**Exercise objective**
Could you convert every line of the data below into a Markdown table with the columns Row and Line, giving each line a row number, skipping blank lines, and leaving the pictures out?
** begin **
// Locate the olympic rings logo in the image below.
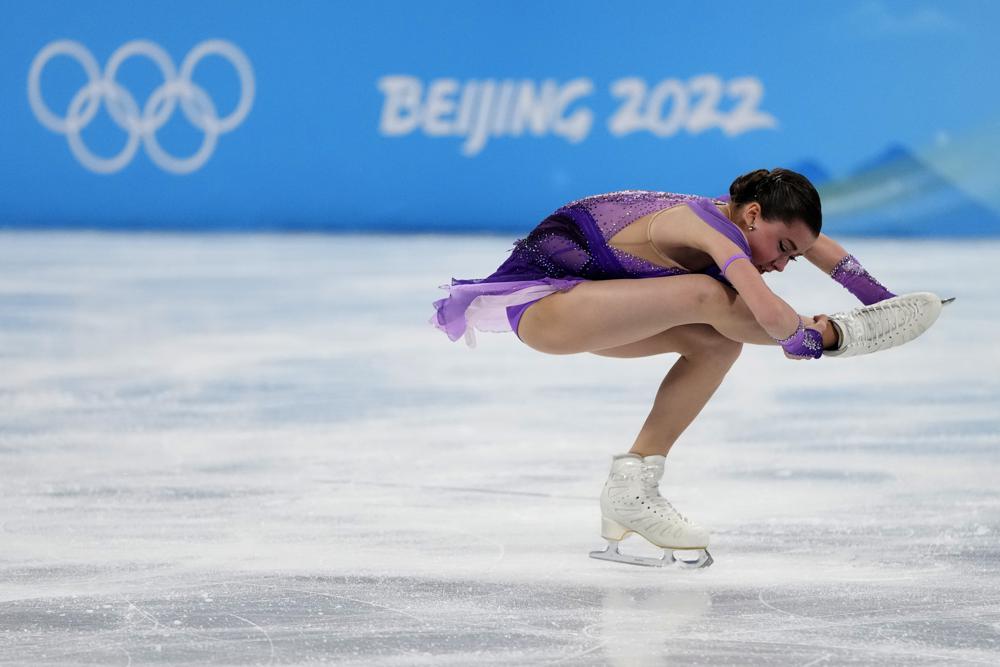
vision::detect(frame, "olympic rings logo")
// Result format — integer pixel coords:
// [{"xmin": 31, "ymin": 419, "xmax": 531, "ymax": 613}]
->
[{"xmin": 28, "ymin": 39, "xmax": 254, "ymax": 174}]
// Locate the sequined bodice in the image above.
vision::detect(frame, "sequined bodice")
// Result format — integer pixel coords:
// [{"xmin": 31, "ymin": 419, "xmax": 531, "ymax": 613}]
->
[{"xmin": 514, "ymin": 190, "xmax": 722, "ymax": 280}]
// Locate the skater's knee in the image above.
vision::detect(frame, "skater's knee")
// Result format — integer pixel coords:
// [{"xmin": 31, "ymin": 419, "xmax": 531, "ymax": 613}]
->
[{"xmin": 683, "ymin": 325, "xmax": 743, "ymax": 366}]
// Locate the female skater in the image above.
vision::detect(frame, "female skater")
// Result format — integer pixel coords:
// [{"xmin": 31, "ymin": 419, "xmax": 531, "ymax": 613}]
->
[{"xmin": 431, "ymin": 169, "xmax": 941, "ymax": 567}]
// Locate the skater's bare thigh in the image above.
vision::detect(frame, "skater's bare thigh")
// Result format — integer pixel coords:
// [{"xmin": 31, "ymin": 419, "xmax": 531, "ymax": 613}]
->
[
  {"xmin": 518, "ymin": 275, "xmax": 736, "ymax": 354},
  {"xmin": 592, "ymin": 324, "xmax": 743, "ymax": 361}
]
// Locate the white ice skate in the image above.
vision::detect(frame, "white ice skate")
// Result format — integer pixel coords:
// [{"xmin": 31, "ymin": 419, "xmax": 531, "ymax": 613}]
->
[
  {"xmin": 823, "ymin": 292, "xmax": 952, "ymax": 357},
  {"xmin": 590, "ymin": 454, "xmax": 712, "ymax": 568}
]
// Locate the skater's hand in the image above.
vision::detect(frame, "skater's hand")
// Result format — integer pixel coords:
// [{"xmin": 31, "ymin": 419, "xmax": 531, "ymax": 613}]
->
[{"xmin": 783, "ymin": 315, "xmax": 830, "ymax": 361}]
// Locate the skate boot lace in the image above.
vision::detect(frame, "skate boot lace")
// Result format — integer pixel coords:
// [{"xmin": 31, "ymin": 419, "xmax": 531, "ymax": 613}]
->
[
  {"xmin": 640, "ymin": 469, "xmax": 691, "ymax": 524},
  {"xmin": 843, "ymin": 301, "xmax": 921, "ymax": 347}
]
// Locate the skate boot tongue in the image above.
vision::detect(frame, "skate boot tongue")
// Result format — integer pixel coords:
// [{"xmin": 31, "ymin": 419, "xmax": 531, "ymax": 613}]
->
[{"xmin": 823, "ymin": 292, "xmax": 941, "ymax": 357}]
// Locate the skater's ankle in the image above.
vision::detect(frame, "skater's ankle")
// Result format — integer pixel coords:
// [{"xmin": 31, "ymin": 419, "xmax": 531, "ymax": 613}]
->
[{"xmin": 823, "ymin": 320, "xmax": 841, "ymax": 350}]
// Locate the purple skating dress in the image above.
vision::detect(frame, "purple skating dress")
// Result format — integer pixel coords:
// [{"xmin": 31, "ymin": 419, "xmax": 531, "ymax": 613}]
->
[{"xmin": 430, "ymin": 190, "xmax": 750, "ymax": 347}]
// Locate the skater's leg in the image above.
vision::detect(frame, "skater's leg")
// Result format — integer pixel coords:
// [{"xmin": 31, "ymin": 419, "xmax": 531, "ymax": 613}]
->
[
  {"xmin": 518, "ymin": 275, "xmax": 836, "ymax": 354},
  {"xmin": 594, "ymin": 324, "xmax": 743, "ymax": 456}
]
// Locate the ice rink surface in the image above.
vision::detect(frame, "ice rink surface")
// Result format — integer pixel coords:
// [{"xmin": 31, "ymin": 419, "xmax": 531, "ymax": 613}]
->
[{"xmin": 0, "ymin": 233, "xmax": 1000, "ymax": 666}]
** end **
**Finished answer**
| Row | Line |
|---|---|
| 1 | // Locate the olympic rings logo in the image below. |
| 2 | vision::detect(frame, "olympic rings logo") |
| 3 | // Result format — integer pixel coords: |
| 4 | // [{"xmin": 31, "ymin": 419, "xmax": 531, "ymax": 613}] |
| 5 | -> |
| 6 | [{"xmin": 28, "ymin": 39, "xmax": 254, "ymax": 174}] |
| 7 | // Locate the sequined bodice in the image above. |
| 8 | vision::detect(frame, "sequined bodice") |
| 9 | // Result format — integer pixel coords: |
| 10 | // [{"xmin": 31, "ymin": 419, "xmax": 531, "ymax": 613}] |
| 11 | -> |
| 12 | [{"xmin": 514, "ymin": 190, "xmax": 722, "ymax": 280}] |
| 13 | // Locate the skater's knee in the image above. |
| 14 | vision::detect(frame, "skater's knee") |
| 15 | // Result format — integer pixel coords: |
| 16 | // [{"xmin": 31, "ymin": 419, "xmax": 531, "ymax": 613}] |
| 17 | -> |
| 18 | [{"xmin": 683, "ymin": 325, "xmax": 743, "ymax": 366}] |
| 19 | // Locate the female skater in the image above. |
| 20 | vision::detect(frame, "female skater") |
| 21 | // Result format — integer pixel coords: |
| 22 | // [{"xmin": 31, "ymin": 419, "xmax": 531, "ymax": 613}] |
| 23 | -> |
| 24 | [{"xmin": 431, "ymin": 169, "xmax": 941, "ymax": 567}] |
| 25 | // Locate the skater's bare thigh in the image above. |
| 26 | vision::detect(frame, "skater's bare thigh") |
| 27 | // Result format — integer pixel coords: |
| 28 | // [{"xmin": 31, "ymin": 419, "xmax": 531, "ymax": 613}] |
| 29 | -> |
| 30 | [ |
| 31 |   {"xmin": 518, "ymin": 275, "xmax": 736, "ymax": 354}, |
| 32 |   {"xmin": 592, "ymin": 324, "xmax": 743, "ymax": 361} |
| 33 | ] |
| 34 | // Locate the white ice skate in the image above. |
| 35 | vision::detect(frame, "white ice skate") |
| 36 | // Result format — integer pixel coords: |
| 37 | // [{"xmin": 31, "ymin": 419, "xmax": 531, "ymax": 613}] |
| 38 | -> |
| 39 | [ |
| 40 |   {"xmin": 823, "ymin": 292, "xmax": 952, "ymax": 357}, |
| 41 |   {"xmin": 590, "ymin": 454, "xmax": 712, "ymax": 568} |
| 42 | ] |
| 43 | // Locate the skater's hand in the image above. |
| 44 | vision::detect(frame, "skater's hand") |
| 45 | // Result format — integer pixel coords: |
| 46 | // [{"xmin": 31, "ymin": 419, "xmax": 531, "ymax": 613}] |
| 47 | -> |
| 48 | [{"xmin": 783, "ymin": 315, "xmax": 830, "ymax": 361}] |
| 49 | // Locate the skate boot lace in the image above. |
| 50 | vision::detect(frame, "skate boot lace") |
| 51 | // Result format — integer pixel coords: |
| 52 | // [{"xmin": 31, "ymin": 419, "xmax": 531, "ymax": 613}] |
| 53 | -> |
| 54 | [ |
| 55 |   {"xmin": 640, "ymin": 469, "xmax": 691, "ymax": 524}, |
| 56 |   {"xmin": 843, "ymin": 301, "xmax": 921, "ymax": 347} |
| 57 | ] |
| 58 | // Locate the skate boot tongue in the image above. |
| 59 | vision::detect(frame, "skate boot tongue") |
| 60 | // Result format — integer pixel coords: |
| 61 | // [{"xmin": 31, "ymin": 419, "xmax": 531, "ymax": 613}] |
| 62 | -> |
| 63 | [{"xmin": 823, "ymin": 292, "xmax": 941, "ymax": 357}] |
| 64 | // Locate the skater's ankle in the image above. |
| 65 | vision::detect(frame, "skater's ankle") |
| 66 | // Result format — integer pixel coords: |
| 67 | // [{"xmin": 31, "ymin": 419, "xmax": 531, "ymax": 613}] |
| 68 | -> |
| 69 | [{"xmin": 823, "ymin": 320, "xmax": 841, "ymax": 350}] |
| 70 | // Locate the purple skating dress in the image above. |
| 71 | vision::detect(frame, "purple skating dress") |
| 72 | // Result format — integer pixel coords: |
| 73 | // [{"xmin": 31, "ymin": 419, "xmax": 531, "ymax": 613}] |
| 74 | -> |
| 75 | [{"xmin": 430, "ymin": 190, "xmax": 750, "ymax": 347}] |
| 76 | // Locate the skater's leg in the image above. |
| 77 | vision::detect(frame, "skater's leg") |
| 78 | // Result format — integer pixel coords: |
| 79 | // [{"xmin": 31, "ymin": 419, "xmax": 531, "ymax": 613}] |
| 80 | -> |
| 81 | [ |
| 82 |   {"xmin": 518, "ymin": 275, "xmax": 836, "ymax": 354}, |
| 83 |   {"xmin": 594, "ymin": 324, "xmax": 743, "ymax": 456} |
| 84 | ] |
| 85 | // Locate the ice rink surface in the image above. |
| 86 | vision::detect(frame, "ice rink surface") |
| 87 | // Result format — integer pixel coords: |
| 88 | // [{"xmin": 31, "ymin": 419, "xmax": 531, "ymax": 613}] |
| 89 | -> |
| 90 | [{"xmin": 0, "ymin": 233, "xmax": 1000, "ymax": 666}] |